Print, please, the line that contains "thigh-high boot in the photo above." and each line after it to the end of the entries, unchanged and with nothing else.

(Position identification records)
┄┄┄┄┄┄┄┄┄┄┄┄┄┄┄┄┄┄┄┄
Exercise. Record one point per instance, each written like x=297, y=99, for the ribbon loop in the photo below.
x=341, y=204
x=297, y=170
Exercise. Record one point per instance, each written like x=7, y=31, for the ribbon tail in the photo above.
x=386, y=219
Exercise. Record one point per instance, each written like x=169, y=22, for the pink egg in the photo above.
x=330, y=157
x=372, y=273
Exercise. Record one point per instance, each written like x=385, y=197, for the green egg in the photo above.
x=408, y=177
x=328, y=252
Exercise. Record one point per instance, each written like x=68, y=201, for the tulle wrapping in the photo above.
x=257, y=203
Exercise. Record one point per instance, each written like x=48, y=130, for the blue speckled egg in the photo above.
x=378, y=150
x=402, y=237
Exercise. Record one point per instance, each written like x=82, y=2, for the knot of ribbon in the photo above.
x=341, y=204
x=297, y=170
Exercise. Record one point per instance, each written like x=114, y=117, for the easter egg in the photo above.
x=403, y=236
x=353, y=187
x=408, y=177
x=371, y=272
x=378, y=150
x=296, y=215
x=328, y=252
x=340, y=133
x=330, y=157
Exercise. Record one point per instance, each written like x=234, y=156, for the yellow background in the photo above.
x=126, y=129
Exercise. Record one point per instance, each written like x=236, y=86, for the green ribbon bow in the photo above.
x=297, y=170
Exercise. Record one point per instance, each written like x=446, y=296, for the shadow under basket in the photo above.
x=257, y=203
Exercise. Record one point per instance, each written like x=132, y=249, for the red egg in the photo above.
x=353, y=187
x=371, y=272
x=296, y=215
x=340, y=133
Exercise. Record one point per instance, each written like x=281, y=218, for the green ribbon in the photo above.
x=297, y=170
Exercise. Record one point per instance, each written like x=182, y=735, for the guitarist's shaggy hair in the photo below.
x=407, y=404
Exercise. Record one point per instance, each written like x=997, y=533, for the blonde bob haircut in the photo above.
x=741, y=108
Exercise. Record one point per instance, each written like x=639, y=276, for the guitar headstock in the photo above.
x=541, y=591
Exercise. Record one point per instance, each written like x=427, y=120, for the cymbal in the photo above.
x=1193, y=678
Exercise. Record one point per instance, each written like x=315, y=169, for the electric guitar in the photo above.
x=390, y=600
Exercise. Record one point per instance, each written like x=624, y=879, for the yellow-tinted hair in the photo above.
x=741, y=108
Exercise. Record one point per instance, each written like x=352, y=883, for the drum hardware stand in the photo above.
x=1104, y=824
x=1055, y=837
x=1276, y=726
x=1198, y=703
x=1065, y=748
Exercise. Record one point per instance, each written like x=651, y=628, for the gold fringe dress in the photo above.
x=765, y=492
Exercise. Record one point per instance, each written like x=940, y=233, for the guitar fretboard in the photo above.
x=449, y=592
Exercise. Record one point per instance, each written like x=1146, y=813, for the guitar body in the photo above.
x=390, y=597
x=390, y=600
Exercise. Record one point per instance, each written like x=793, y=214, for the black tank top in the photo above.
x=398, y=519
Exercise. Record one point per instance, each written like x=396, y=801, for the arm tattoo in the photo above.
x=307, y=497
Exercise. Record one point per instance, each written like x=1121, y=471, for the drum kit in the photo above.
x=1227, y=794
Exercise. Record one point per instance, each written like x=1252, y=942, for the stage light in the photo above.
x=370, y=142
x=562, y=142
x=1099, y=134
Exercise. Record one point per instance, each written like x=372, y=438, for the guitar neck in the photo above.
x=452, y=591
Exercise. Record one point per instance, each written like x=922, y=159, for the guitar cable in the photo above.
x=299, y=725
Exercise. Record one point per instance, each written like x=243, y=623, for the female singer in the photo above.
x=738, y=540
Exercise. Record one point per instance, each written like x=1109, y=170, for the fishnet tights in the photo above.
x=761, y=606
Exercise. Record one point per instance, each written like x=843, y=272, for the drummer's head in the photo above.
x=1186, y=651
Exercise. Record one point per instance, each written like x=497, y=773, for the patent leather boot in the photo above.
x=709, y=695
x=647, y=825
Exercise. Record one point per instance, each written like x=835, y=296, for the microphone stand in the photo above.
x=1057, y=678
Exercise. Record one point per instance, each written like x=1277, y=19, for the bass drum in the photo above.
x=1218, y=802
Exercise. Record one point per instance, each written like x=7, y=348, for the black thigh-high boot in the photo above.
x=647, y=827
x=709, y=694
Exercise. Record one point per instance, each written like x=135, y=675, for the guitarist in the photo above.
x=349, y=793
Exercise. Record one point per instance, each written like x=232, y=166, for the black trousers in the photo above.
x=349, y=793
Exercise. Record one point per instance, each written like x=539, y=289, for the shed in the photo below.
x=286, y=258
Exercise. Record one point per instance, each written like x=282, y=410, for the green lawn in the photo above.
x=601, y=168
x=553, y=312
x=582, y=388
┄┄┄┄┄┄┄┄┄┄┄┄┄┄┄┄┄┄┄┄
Exercise solution:
Exercise. Record one point per instance, each written like x=7, y=348, for the black thigh-high boot in the photo above.
x=647, y=827
x=709, y=694
Exercise. Record one point per instance, each written like x=135, y=675, for the guitarist in the photo above.
x=349, y=793
Exercise. Record one point per instance, each written like x=232, y=166, for the black trousers in the photo above.
x=349, y=793
Exercise. Record one point per instance, each written like x=539, y=289, for the shed in the photo below.
x=286, y=258
Exercise. Record one point per instance, each written like x=282, y=410, for the green lawn in the photo above.
x=601, y=168
x=553, y=312
x=582, y=388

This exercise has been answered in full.